── TEKS UNTUK DIANALISIS ──

Salah satu dari mereka yang terpanggil adalah Wes Dale, yang mengampuni para prajurit Yali atas apa yang mereka lakukan terhadap ayahnya, Stan, setelah merenungkan perkataan Yesus yang setiap minggu dibacakan dalam Perjamuan Kudus di gerejanya: “Ya Bapa, ampunilah mereka, sebab mereka tidak tahu apa yang mereka perbuat” (Lukas 23:34).
CT bertemu dengan Wes di Mamit, desa yang terletak di wilayah pegunungan setinggi lebih dari 1.300 meter, desa yang merupakan tujuan pilot Joyce dalam penerbangan yang merenggut nyawanya. Wes mengajar di sana, di sebuah Sekolah Alkitab untuk orang-orang suku Lani, suku terbesar di Papua yang jumlah penduduknya mencapai 250.000 orang. Ia juga menolong para misionaris lain menyelesaikan terjemahan seluruh Alkitab dalam bahasa Lani. Terjemahan itu selesai dalam waktu 25 tahun.
Wes dan saudara perempuannya, Joy, pada perayaan 50 tahun meninggalnya ayah mereka, datang ke lokasi sang ayah meninggal sebagai martir. Di tempat itu, menggunakan tanah liat, para pemimpin Yali telah menuliskan perkataan Yesus kepada murid-murid-Nya dalam Kisah Para Rasul 1:8, “Kamu akan menjadi saksi-Ku … sampai ke ujung bumi.”
Itulah salah satu dari beberapa memorial di Papua untuk mengenang para misionaris yang kehilangan nyawa mereka demi memberi kehidupan bagi orang lain. Upacara pemakaman Joyce ditayangkan di kanal YouTube berhubung keluarganya tidak bisa datang ke Papua karena pembatasan akses di masa pandemi. Sorotan kamera menunjukkan peti mati yang tutupnya dihiasi bunga-bunga berwarna biru dan putih sementara musik dimainkan dan komentar berdatangan dari berbagai belahan dunia. Salah satu komentar itu berbunyi, “Turut berdukacita, apa yang ditaburkan di bumi akan menjadi berkat bagi banyak orang.”

───
── BAHAN KAJIAN ──

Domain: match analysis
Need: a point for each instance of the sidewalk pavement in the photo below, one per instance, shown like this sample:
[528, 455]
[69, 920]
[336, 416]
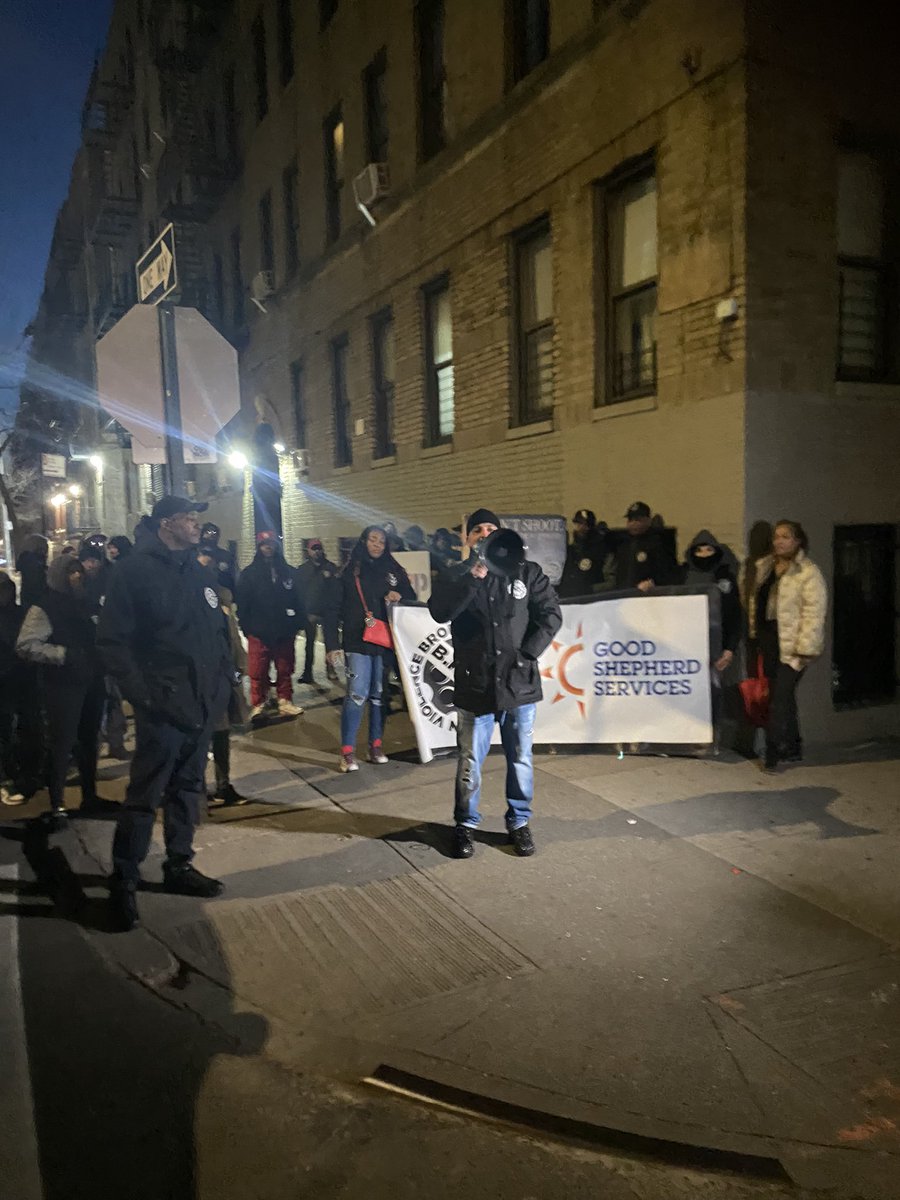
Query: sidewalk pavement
[699, 954]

───

→ YANG HARUS DIBUAT
Kutip tanpa perubahan bagian teks tentang para misionaris di Papua dari "CT bertemu dengan" sampai "waktu 25 tahun.". Data tersebut tidak berkaitan dengan teks.

→ HASIL TUGAS
CT bertemu dengan Wes di Mamit, desa yang terletak di wilayah pegunungan setinggi lebih dari 1.300 meter, desa yang merupakan tujuan pilot Joyce dalam penerbangan yang merenggut nyawanya. Wes mengajar di sana, di sebuah Sekolah Alkitab untuk orang-orang suku Lani, suku terbesar di Papua yang jumlah penduduknya mencapai 250.000 orang. Ia juga menolong para misionaris lain menyelesaikan terjemahan seluruh Alkitab dalam bahasa Lani. Terjemahan itu selesai dalam waktu 25 tahun.